---- PASSAGE GIVEN

Wow, it has been almost a month since I’ve posted last.  I have a lot to say, but not a lot of computer time in order to say it…  and I’ve been so tired it has been hard to try and sort it into some sort of coherence.  I still can’t exactly hope for coherence, but since I’ve gotten tired of writing blog posts in my head when I can’t sleep in the middle of the night I figured I would at least get something posted and perhaps my nocturnal brain ramblings can fix on something else.

So, let me see.  First off, I’m pregnant.  Matt and I are really happy about this, and we do know how this happens, thank you very much.  :-)  And while we both somewhat wish there was a way for me to gestate without it affecting me physically or emotionally, we’re  very much looking forward to meeting this new little person sometime in early June.

The main drawback of the pregnancy so far, other than the fatigue of course, is that I’ve become horribly smell sensitive.  My pregnant body has decided that the trailer smells absolutely and horribly repulsive.  To top things off, I’ve also become quite claustrophobic about the trailer, making it virtually impossible for me to be in the trailer, much less actually do anything useful in there like cook or do dishes or even sleep.  After struggling with that for several weeks (and repeating to myself “It is all in your head, it is all in your head” over and over again, which then would inadvertently turn into “I’m going to die, I’m going to die” without me noticing) I finally gave up and started staying at other people’s houses for the night.  I was first at a friend of the family where my MIL was house-sitting, then we were able to move to Matt’s grandparents.  Emma and Gregory and I have been staying there every night since approximately the beginning of the month.  I’m much less tired since we started doing this, and I has helped with the nausea quite a bit.  However, it means that we only see Matt during the day when we’re out working on the property (he’s taking Nov. off to work on the house).  He doesn’t have any problem with the trailer at all - he’s reverted to Matt the Mountain Man (albeit one who lives on frozen pizza, burritos, and spaghetti rather than varmit stew) but it works perfectly well for him.  The kids and I miss him though, and the situation is a little lonely at times for him too.  It is very strange to see him during the day then have to say good-bye to go off to our respective dinners and beds - quite the opposite of what most daddy and family relationships are like!

--------

## THE TASKS
(a) According to the pregnancy blog post, when is the new baby expected to arrive?
(b) Carry the pregnancy blog post forward, picking up right after its last sentence.

---- MATERIAL PROVIDED

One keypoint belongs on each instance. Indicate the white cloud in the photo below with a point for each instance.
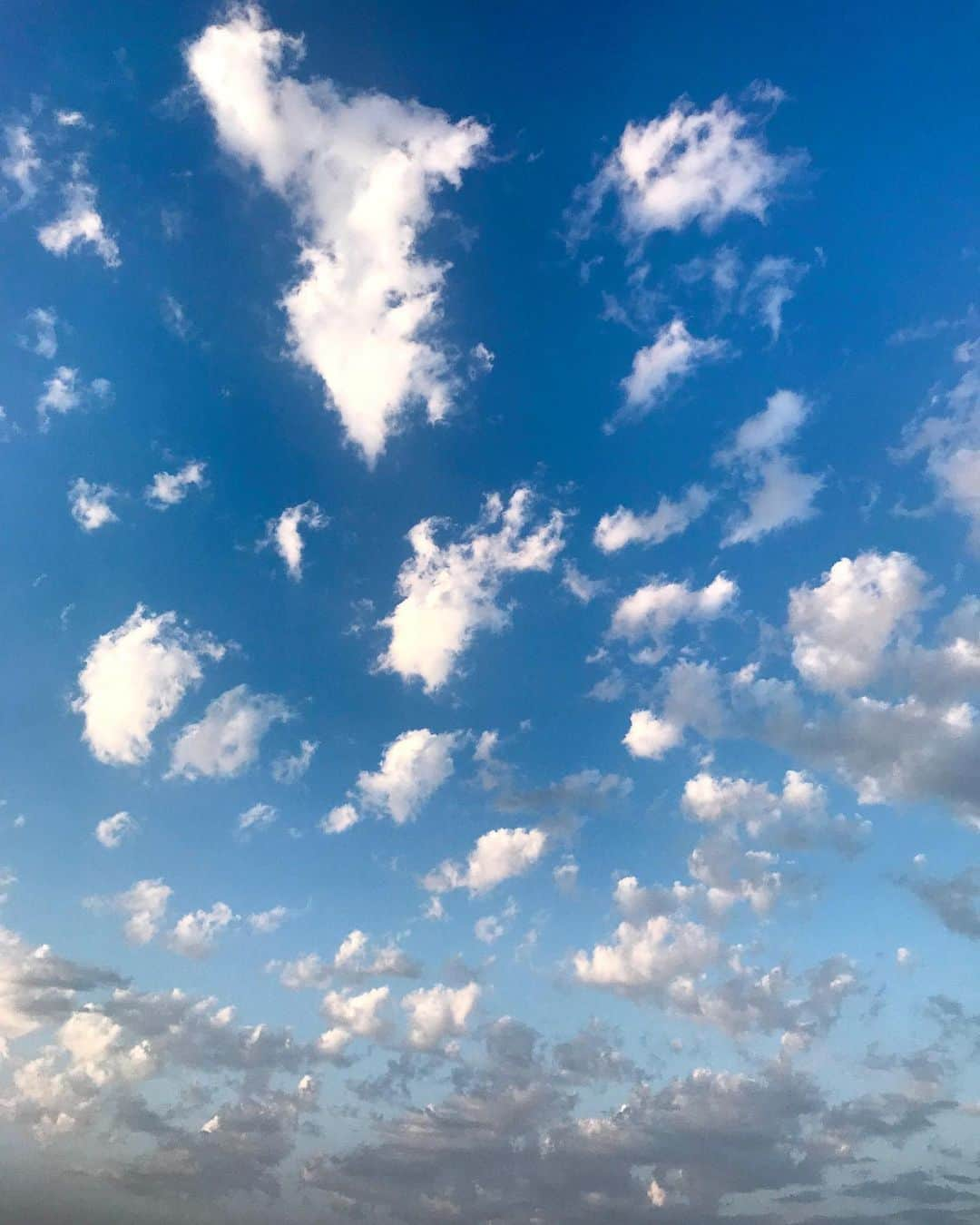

--------

## ANSWERS FOR THE TASKS
(a) Sometime in early June.

(b)
So, that brings me to the next point, trying to figure out what’s next.  We need to be moving on from Matt’s grandparents soon, and we really need to figure out a way for the family to be together more - especially since Matt is going to be going back to work the first full week of December.  Our options, as I see them, are to either a) move back to the trailer, b) get a different trailer and move into that on the property, or c) find someplace else to rent for awhile.  I’m leaning towards c), since the whole trailer thing makes me feel ill and panicky at this point.  I feel that I have reached my limit in regards to what I can take, and I’m not feeling all that happy about it.  I had always had my suspicions that I probably could not have made it as a pioneer wife, and now I feel quite certain about this.  Oh well, I’m a wuss, there’s no two ways about it.  *sigh*

I started looking for apartments a couple days ago and I have a few leads.  I am having trouble getting a hold of people, but I imagine that once people are back from the Thanksgiving holiday it should get easier.  I’m hoping to find something in the next week or two.  We don’t have a lot of money for this, but I’m hoping to at least find something with washer/dryer hook-ups and maybe even two bedrooms.  I’d be perfectly happy with one (throw the kids in the bedroom w/ bunks and their toys, and put a futon in the main room for Matt and me) but I’m not entirely sure that someone is going to be willing to rent a one bedroom to a family of 4.  I think it is worth a try at least though, if it can save us some money.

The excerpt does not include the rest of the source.